__TASK DETAILS__
Rewrite the lines of the records starting at the one containing "outline wood grain texture" and ending at the one containing "M 131 291 L", with "wood grain texture" changed to "timber grain pattern" and nothing else altered.

__EXCERPTED DATA__
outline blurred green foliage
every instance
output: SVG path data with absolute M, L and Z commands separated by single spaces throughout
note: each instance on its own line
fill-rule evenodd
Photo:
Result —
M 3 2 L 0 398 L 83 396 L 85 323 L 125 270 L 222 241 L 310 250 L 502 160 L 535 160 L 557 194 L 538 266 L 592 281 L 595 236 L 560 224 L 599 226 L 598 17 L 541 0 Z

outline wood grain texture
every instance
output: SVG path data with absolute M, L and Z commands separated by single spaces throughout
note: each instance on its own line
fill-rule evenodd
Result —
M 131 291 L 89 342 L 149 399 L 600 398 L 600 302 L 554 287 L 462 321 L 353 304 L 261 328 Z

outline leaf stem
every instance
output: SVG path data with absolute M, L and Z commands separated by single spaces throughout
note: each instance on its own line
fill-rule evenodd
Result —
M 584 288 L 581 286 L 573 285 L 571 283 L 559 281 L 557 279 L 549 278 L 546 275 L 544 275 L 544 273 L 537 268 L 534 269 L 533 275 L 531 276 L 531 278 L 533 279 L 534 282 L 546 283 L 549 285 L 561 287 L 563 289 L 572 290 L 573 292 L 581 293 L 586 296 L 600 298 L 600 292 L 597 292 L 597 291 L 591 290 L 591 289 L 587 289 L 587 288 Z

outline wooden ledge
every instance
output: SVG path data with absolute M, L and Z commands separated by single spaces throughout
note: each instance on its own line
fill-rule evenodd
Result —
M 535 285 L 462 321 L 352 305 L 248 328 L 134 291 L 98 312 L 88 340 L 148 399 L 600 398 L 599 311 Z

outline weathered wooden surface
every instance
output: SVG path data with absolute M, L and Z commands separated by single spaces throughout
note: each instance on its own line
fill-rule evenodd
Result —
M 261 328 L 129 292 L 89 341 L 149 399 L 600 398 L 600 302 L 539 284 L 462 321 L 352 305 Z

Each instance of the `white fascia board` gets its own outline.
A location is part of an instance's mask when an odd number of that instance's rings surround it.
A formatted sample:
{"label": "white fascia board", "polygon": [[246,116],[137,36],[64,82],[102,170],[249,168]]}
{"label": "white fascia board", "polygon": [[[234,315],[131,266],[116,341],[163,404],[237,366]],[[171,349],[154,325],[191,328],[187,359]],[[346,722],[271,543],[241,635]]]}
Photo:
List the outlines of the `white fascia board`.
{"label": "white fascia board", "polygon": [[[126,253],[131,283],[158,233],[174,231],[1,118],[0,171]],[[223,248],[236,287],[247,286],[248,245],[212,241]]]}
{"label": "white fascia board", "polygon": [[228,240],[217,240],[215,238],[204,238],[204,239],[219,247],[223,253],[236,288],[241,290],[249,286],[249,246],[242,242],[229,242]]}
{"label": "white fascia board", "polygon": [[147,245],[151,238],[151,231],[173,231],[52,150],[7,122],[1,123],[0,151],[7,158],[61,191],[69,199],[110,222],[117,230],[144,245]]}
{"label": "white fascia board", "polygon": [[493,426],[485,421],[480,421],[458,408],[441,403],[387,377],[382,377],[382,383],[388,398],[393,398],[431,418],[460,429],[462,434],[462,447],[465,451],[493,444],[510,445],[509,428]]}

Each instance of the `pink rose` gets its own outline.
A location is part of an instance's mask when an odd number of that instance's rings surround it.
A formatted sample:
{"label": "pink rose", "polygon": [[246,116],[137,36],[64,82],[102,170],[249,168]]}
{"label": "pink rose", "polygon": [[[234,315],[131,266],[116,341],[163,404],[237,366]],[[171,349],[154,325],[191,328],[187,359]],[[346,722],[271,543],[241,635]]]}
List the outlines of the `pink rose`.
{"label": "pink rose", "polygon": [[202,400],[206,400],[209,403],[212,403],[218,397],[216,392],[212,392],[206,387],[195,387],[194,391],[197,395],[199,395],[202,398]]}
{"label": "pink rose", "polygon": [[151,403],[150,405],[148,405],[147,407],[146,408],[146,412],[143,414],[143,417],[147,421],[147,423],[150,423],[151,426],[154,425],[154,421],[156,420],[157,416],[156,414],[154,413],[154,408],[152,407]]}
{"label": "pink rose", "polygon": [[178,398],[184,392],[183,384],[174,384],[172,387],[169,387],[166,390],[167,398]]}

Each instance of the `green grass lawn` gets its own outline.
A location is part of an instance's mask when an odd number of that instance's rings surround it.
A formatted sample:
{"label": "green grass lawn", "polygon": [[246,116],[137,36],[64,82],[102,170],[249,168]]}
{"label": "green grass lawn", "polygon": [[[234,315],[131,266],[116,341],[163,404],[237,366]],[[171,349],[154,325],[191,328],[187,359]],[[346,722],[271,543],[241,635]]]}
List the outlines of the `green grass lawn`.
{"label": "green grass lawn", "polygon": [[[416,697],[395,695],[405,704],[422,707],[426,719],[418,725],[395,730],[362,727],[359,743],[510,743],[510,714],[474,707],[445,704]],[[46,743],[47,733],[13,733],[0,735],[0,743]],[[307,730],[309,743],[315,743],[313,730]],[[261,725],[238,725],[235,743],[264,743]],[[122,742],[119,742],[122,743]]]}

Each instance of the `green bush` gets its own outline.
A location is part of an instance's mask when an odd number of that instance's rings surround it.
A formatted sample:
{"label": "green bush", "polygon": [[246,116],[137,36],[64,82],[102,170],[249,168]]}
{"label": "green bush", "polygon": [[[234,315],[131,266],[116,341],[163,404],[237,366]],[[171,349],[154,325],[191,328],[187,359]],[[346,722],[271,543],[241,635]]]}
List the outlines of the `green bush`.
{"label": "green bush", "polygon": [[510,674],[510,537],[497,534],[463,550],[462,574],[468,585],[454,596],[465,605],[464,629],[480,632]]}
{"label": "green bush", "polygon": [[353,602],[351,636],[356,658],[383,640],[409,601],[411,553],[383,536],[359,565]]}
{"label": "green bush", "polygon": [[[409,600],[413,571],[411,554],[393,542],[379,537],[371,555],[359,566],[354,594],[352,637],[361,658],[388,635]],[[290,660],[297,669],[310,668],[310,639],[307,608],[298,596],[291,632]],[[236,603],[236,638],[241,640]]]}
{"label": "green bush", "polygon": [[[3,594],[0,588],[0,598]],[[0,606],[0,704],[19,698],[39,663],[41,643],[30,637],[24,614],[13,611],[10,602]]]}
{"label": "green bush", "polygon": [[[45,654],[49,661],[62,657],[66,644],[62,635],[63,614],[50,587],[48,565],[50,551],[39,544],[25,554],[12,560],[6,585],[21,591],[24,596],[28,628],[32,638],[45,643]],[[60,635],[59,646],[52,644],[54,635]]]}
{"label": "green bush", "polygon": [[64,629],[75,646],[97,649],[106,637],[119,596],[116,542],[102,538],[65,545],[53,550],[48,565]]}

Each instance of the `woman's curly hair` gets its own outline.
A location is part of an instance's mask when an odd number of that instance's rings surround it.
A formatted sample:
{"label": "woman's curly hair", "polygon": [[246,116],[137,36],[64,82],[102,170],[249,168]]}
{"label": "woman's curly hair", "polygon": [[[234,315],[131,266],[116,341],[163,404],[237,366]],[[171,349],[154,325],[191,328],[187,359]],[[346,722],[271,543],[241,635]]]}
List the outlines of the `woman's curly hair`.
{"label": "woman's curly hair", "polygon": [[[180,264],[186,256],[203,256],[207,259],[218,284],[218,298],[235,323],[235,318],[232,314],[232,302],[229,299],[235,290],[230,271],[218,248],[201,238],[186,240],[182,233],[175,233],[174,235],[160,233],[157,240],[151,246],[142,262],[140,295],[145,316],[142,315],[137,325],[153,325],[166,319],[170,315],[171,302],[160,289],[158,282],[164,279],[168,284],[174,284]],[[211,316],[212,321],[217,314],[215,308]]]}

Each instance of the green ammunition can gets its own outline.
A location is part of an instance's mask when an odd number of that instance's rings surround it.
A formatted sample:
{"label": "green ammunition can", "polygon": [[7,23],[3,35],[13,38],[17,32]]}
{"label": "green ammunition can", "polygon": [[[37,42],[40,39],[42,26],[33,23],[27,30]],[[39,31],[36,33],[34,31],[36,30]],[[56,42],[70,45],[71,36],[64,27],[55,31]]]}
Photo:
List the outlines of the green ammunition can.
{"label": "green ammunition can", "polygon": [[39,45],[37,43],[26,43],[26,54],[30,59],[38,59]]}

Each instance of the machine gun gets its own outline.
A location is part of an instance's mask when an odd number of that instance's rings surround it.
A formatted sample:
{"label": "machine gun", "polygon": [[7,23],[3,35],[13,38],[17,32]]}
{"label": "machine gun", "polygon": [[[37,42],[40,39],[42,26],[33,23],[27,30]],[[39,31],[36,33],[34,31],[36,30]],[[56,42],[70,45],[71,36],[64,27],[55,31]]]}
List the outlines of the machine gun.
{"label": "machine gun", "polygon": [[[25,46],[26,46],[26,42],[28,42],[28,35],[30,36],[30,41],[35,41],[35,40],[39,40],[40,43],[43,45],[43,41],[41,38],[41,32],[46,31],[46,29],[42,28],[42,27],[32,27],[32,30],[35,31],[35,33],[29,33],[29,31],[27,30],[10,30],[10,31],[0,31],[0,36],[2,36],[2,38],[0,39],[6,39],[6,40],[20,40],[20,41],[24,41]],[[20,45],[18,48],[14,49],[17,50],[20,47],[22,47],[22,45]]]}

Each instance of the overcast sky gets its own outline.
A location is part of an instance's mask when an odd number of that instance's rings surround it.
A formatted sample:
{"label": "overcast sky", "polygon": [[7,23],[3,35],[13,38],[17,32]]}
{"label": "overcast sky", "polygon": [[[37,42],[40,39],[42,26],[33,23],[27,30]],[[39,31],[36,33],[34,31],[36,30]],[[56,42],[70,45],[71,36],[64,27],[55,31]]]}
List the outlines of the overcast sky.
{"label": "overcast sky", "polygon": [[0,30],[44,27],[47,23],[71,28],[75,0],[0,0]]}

__OUTPUT FOR THIS TASK__
outline timber grain pattern
every instance
output: SVG path data with absolute M, L and Z commands separated by single spaces throughout
note: each instance on its own line
fill-rule evenodd
Result —
M 131 291 L 89 342 L 149 399 L 600 398 L 600 302 L 554 287 L 462 321 L 353 304 L 261 328 Z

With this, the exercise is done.